## begin STORED DATA
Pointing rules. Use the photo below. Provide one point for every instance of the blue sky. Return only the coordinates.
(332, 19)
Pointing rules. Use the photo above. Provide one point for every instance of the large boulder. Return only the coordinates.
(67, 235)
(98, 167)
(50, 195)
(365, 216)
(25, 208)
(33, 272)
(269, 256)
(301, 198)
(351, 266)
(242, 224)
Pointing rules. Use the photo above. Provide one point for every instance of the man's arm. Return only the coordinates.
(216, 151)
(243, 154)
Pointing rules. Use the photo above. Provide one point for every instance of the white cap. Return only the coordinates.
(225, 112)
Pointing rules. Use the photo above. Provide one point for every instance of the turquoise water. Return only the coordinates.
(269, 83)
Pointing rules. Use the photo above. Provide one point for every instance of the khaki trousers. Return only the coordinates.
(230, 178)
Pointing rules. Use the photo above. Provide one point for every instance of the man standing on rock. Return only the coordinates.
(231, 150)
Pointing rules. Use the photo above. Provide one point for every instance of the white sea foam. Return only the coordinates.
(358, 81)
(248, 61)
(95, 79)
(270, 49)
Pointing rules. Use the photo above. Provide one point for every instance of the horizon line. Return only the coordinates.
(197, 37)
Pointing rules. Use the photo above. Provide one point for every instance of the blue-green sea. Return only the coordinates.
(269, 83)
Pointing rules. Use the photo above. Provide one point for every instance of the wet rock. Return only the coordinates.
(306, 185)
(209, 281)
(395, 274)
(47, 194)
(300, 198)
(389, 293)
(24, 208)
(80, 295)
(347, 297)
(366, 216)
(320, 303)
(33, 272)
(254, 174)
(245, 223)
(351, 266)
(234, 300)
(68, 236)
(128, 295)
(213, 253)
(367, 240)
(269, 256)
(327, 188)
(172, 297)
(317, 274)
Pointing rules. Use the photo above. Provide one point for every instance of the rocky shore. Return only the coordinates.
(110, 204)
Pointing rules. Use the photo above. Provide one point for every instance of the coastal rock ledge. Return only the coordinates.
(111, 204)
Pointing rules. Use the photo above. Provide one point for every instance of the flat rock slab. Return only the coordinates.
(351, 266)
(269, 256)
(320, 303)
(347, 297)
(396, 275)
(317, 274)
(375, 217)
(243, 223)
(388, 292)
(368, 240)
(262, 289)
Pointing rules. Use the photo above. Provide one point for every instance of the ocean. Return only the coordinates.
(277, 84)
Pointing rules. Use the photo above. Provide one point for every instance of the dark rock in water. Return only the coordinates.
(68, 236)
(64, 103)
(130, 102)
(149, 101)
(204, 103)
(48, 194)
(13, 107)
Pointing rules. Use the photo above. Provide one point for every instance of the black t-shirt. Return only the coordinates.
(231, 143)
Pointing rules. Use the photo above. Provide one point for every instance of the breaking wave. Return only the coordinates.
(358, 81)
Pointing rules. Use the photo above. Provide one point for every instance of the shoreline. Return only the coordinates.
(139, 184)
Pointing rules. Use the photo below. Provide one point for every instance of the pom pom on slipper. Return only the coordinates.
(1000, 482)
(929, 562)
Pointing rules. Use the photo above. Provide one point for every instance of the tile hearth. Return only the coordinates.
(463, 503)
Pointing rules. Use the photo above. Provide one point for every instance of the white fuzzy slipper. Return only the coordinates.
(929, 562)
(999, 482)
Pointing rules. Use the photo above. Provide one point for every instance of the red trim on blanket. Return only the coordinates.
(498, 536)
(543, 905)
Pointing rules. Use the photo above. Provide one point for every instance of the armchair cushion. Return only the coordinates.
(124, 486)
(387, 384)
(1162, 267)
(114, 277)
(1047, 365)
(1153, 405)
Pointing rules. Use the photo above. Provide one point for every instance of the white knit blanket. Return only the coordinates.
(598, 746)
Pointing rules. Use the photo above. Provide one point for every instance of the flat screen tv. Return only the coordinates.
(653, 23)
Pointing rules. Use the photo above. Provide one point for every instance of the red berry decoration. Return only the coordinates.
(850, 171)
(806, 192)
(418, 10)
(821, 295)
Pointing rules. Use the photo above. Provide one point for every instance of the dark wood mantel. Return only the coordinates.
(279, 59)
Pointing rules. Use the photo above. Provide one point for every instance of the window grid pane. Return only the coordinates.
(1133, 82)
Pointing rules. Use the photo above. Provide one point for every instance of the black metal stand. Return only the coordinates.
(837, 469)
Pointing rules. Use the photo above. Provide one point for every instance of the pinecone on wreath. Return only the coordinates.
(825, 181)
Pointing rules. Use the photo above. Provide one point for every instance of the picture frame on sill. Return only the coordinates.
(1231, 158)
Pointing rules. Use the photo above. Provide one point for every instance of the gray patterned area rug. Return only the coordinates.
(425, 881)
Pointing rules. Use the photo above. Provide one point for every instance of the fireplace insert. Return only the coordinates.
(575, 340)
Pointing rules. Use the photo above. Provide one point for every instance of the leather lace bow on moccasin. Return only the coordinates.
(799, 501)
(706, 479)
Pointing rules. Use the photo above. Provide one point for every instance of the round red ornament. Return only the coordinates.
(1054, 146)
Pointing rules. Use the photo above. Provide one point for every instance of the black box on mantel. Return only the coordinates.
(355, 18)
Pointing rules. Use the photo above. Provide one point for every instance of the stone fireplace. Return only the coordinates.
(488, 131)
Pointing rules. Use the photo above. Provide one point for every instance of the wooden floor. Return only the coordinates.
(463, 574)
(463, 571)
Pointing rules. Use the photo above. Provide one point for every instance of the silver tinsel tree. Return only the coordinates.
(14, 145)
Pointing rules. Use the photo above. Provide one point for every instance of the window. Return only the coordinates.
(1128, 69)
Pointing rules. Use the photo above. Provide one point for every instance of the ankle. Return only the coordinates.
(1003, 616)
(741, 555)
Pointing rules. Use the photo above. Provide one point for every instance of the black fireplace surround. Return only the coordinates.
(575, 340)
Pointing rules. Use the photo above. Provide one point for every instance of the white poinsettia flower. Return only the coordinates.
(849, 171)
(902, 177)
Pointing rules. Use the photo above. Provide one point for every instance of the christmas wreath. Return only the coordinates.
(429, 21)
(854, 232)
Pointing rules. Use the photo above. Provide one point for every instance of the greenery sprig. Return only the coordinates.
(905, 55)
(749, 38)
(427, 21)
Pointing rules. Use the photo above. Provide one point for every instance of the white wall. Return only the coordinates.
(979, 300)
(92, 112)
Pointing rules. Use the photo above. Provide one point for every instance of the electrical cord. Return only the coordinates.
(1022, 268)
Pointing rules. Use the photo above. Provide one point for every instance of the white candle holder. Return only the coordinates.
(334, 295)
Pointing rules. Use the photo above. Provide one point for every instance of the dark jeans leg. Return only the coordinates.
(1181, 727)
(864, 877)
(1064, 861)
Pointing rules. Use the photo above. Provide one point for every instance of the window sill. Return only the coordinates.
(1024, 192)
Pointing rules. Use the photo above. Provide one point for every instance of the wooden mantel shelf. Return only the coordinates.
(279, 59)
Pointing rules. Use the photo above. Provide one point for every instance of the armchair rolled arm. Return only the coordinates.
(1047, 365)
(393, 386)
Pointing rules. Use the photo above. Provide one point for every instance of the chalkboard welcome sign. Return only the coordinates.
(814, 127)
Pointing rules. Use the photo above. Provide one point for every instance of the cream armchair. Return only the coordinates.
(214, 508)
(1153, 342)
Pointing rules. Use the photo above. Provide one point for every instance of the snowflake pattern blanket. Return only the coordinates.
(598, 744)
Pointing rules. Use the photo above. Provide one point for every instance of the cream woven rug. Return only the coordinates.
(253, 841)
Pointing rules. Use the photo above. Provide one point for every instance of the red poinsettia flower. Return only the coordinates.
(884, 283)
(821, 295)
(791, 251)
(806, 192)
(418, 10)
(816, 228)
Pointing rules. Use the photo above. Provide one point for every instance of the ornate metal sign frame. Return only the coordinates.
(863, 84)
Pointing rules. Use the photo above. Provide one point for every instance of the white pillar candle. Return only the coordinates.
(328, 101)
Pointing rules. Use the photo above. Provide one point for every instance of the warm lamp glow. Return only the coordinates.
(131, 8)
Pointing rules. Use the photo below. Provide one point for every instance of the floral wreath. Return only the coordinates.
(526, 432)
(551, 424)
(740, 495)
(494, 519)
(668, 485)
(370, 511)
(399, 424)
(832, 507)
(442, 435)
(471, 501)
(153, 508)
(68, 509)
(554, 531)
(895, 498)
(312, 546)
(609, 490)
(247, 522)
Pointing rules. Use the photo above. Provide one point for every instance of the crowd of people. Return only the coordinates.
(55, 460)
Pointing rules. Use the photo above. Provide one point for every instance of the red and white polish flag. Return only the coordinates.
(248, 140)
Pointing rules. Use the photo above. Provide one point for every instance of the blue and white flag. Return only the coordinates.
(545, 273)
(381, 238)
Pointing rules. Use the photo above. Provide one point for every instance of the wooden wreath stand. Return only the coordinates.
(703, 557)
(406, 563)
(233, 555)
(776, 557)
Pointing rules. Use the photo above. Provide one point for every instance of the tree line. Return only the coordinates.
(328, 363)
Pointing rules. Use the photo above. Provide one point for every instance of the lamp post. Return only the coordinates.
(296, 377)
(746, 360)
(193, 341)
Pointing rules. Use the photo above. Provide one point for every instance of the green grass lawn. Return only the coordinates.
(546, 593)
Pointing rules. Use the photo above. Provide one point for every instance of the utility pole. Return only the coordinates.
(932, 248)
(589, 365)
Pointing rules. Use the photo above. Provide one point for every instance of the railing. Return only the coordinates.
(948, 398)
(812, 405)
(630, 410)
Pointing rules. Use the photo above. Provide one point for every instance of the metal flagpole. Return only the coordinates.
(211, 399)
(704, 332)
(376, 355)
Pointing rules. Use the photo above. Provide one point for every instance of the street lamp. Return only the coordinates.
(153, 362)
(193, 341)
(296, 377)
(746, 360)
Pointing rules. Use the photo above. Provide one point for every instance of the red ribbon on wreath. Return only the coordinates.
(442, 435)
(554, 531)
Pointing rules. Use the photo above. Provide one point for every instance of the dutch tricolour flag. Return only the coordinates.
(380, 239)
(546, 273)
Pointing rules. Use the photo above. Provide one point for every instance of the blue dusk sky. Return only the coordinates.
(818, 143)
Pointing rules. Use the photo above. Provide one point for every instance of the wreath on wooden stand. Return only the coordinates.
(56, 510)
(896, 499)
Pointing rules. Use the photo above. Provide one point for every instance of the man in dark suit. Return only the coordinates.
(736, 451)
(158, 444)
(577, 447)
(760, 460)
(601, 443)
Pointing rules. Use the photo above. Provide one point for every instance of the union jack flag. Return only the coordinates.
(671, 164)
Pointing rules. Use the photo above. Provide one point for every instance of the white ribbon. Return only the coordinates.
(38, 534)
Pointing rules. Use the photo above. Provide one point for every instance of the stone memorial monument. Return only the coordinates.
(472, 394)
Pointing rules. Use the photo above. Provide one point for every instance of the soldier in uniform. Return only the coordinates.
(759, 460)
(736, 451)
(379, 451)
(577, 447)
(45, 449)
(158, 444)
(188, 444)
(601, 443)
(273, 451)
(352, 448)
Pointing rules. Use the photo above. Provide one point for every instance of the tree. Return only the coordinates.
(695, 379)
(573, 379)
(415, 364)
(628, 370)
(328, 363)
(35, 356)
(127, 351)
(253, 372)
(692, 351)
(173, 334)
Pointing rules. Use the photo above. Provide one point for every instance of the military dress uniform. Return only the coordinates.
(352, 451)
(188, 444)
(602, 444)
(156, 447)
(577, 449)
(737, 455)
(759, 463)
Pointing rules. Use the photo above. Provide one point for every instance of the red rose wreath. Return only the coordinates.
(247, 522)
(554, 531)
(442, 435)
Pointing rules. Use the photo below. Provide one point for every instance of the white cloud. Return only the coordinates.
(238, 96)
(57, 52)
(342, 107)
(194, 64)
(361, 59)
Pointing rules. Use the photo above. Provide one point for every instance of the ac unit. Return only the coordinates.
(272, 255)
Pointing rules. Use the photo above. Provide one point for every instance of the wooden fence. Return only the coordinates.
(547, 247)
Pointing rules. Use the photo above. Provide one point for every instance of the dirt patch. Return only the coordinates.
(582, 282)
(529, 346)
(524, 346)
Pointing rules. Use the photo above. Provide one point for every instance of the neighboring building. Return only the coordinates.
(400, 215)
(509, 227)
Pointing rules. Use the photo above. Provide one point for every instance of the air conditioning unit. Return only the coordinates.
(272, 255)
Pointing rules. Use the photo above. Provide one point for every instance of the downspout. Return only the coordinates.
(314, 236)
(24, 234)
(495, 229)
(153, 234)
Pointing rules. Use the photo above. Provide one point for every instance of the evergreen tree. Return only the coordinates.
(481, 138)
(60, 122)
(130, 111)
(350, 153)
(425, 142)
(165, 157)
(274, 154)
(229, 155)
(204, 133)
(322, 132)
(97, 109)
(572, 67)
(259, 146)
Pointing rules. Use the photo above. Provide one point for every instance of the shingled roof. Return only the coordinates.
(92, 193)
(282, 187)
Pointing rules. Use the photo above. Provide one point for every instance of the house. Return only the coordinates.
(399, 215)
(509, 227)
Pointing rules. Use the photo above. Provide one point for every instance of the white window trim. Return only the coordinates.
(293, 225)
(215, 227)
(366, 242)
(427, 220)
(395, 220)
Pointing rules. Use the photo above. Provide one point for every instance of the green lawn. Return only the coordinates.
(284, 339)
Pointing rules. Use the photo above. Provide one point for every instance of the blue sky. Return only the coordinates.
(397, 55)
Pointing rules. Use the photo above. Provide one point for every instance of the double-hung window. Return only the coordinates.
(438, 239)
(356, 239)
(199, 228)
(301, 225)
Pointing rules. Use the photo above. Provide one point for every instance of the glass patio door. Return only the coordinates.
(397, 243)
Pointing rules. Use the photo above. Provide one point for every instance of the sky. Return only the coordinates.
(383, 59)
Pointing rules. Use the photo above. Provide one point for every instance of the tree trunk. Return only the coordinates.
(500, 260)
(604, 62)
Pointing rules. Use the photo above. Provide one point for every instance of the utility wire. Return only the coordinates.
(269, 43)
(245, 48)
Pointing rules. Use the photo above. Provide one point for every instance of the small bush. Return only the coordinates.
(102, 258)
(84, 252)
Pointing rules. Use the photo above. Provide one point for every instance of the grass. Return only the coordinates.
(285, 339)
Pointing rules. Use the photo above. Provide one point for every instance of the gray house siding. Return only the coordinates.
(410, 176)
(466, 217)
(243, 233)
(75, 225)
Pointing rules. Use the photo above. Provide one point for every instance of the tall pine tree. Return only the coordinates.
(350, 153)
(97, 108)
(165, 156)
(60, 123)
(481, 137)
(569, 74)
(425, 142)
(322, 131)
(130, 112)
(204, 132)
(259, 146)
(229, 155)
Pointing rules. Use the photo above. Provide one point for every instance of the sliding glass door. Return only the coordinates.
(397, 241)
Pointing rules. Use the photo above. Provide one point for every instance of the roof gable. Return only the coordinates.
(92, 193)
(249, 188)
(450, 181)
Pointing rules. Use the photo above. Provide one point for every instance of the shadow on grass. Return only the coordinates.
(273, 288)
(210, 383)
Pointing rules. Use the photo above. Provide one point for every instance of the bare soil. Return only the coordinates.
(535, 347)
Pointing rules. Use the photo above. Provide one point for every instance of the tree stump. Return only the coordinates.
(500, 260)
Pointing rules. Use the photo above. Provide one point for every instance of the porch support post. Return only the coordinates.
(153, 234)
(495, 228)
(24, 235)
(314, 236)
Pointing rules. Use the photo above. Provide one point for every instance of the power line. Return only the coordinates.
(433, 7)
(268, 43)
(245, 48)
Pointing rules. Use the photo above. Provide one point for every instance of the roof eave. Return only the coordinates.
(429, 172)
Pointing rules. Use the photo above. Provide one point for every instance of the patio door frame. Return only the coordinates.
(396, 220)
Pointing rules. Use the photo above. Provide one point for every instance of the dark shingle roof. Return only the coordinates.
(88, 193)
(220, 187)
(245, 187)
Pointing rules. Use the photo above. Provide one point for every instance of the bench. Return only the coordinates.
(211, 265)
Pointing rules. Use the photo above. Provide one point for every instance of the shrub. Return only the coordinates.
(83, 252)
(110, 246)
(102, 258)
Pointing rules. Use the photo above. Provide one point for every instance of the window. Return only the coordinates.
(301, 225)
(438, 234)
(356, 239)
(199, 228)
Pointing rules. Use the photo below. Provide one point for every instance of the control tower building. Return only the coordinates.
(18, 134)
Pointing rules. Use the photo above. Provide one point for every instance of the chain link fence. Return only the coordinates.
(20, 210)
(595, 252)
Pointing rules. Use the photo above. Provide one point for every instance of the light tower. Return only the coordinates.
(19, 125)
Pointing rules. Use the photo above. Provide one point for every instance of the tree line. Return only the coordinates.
## end STORED DATA
Quote the line that contains "tower building. Return only the coordinates." and each line after it through the end of the data, exactly, leaving out everything else.

Pointing rules. Use the photo below. Provide one point for every instance of the control tower building. Return only the coordinates.
(18, 134)
Pointing rules. Use the photo above. Provide one point for every instance of the chain link fence. Return only the coordinates.
(20, 210)
(595, 252)
Pointing rules. Use the photo above. Provide one point for every instance of the light tower. Return only the coordinates.
(19, 125)
Pointing rules. Use the photo above. Provide one point for every instance of the tree line. Return only the coordinates.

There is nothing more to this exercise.